# Your instructions
All of the data needs to be repeated exactly.

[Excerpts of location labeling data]
-------
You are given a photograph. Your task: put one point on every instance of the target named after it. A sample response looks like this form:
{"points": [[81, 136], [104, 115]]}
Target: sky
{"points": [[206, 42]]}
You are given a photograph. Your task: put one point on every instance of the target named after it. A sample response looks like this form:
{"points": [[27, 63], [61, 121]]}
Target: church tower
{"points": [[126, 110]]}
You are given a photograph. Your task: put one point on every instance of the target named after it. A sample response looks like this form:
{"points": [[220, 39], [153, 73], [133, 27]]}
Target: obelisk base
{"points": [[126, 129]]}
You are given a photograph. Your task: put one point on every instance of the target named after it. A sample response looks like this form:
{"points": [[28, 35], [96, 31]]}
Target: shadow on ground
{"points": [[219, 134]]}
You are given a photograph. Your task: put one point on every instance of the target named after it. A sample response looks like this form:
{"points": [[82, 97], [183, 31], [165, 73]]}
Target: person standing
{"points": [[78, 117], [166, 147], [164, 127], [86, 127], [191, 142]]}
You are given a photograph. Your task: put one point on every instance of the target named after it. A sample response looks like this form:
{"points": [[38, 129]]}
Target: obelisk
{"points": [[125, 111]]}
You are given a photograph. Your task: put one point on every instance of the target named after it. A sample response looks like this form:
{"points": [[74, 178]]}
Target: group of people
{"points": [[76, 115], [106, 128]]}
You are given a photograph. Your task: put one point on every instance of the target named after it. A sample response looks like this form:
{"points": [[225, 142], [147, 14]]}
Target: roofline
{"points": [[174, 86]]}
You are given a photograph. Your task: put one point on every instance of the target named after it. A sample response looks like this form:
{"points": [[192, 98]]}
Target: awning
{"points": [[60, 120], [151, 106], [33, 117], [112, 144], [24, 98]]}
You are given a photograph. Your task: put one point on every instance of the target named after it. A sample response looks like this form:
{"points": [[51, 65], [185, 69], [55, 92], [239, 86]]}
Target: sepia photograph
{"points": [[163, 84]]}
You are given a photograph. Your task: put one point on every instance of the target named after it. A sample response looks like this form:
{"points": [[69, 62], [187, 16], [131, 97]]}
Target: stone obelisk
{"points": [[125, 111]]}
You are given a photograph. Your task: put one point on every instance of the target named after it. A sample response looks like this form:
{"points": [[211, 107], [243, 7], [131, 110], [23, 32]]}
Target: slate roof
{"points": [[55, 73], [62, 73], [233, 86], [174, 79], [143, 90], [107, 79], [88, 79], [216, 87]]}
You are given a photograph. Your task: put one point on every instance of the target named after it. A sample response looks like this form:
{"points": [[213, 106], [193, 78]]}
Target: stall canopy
-------
# Solution to this task
You are given a photograph. Your task: put one point on every instance of the target named after it. A sample response looks like this form:
{"points": [[81, 136], [104, 115]]}
Target: sky
{"points": [[206, 42]]}
You are given a photograph. Your task: put one point on every instance of the target named after it. A sample response looks like this form:
{"points": [[27, 63], [61, 121]]}
Target: church tower
{"points": [[126, 110]]}
You are given a photograph. Your task: put one point on every instance of the target named after it. A sample response looks like this form:
{"points": [[220, 39], [153, 73], [133, 27]]}
Target: obelisk base
{"points": [[126, 129]]}
You are given a photograph. Your task: put one point on every instance of the target named after it. A sample response looks like this form:
{"points": [[28, 35], [96, 31]]}
Target: shadow on ground
{"points": [[219, 134]]}
You are given a photograph. Your task: put one point on every instance of the target named after it. A sample response looks like this form:
{"points": [[82, 97], [183, 31], [165, 73]]}
Target: person standing
{"points": [[78, 117], [166, 147], [164, 127], [86, 127], [191, 142]]}
You are given a photograph. Your task: put one point on every instance of the target named after it. A sample response looks like this form:
{"points": [[38, 129]]}
Target: obelisk
{"points": [[125, 111]]}
You are given a photograph. Your task: put one point on every instance of the target named after it. A sample response looks like this form:
{"points": [[74, 178]]}
Target: group of people
{"points": [[76, 115], [106, 128]]}
You are given a photograph. Your task: put one point on every instance of the target named after it. A sample response looks like this form:
{"points": [[225, 142], [147, 14]]}
Target: roofline
{"points": [[174, 86]]}
You are given a photograph. Your task: put one point on every instance of the target named after it. A sample response looks like this form:
{"points": [[192, 98]]}
Target: awning
{"points": [[60, 120], [151, 106], [33, 117], [112, 144], [24, 98]]}
You are given a photograph. Your task: put one point on every instance of the target named after it. A sample response looks like this form:
{"points": [[51, 65], [185, 69], [55, 92], [239, 86]]}
Target: sepia photograph
{"points": [[163, 84]]}
You are given a photograph. Your task: put one point on every instance of the target named after it. A sample response looks like this form:
{"points": [[69, 62], [187, 16], [131, 97]]}
Target: stone obelisk
{"points": [[125, 111]]}
You are given a photograph. Your task: put one point on every instance of the target named after it. A sample response looks like this form:
{"points": [[211, 107], [243, 7], [131, 110], [23, 32]]}
Target: slate roof
{"points": [[55, 73], [62, 73], [233, 86], [174, 79], [143, 90], [107, 79], [88, 79], [216, 87]]}
You are given a photograph. Your task: put one point on every instance of the target named after it. A sample response looks like this form:
{"points": [[213, 106], [193, 78]]}
Target: stall canopy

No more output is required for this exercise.